Problem => Which lines in the entries below contain the string "shirt"? Report each one in full, treating uppercase and lowercase as different.

[Data records]
** BEGIN **
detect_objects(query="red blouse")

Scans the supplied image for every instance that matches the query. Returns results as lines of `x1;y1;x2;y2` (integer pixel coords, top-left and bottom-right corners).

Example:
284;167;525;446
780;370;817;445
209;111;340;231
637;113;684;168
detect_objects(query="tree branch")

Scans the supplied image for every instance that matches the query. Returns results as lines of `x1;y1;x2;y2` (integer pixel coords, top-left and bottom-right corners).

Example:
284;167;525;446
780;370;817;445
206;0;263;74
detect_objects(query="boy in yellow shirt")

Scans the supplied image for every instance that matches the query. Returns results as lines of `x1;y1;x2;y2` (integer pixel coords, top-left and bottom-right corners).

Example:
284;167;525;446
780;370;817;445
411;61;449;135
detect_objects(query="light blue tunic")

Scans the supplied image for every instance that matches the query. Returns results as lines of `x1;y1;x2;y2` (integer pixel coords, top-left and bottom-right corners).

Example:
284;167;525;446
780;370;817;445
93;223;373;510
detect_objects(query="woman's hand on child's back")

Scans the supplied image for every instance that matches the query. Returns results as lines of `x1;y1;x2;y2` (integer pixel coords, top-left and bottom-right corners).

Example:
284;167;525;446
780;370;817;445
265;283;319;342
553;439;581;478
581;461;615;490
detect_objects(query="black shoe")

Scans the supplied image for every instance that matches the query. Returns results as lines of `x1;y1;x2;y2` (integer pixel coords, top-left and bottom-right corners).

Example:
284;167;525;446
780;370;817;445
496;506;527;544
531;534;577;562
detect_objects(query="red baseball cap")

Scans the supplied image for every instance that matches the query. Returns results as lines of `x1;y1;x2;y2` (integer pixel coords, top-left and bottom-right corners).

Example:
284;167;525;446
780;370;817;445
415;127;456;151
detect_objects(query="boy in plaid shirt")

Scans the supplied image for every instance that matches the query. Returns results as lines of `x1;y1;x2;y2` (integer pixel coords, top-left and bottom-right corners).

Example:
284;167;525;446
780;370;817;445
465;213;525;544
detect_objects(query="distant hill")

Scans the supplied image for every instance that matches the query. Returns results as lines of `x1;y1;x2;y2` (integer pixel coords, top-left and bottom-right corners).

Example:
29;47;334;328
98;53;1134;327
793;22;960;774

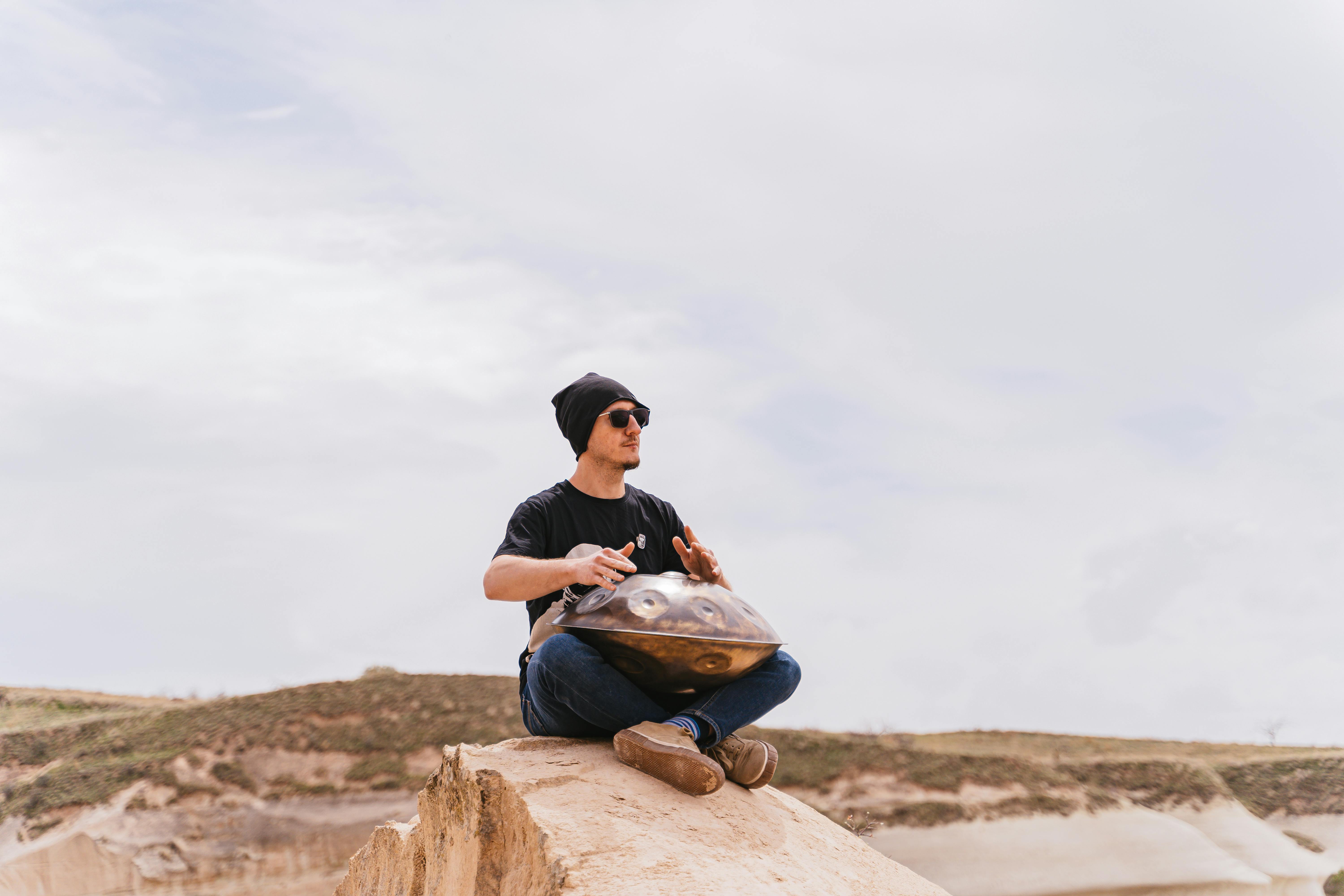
** END **
Output for this task =>
detect_objects(query="boy in yellow shirt")
detect_objects(query="boy in plaid shirt")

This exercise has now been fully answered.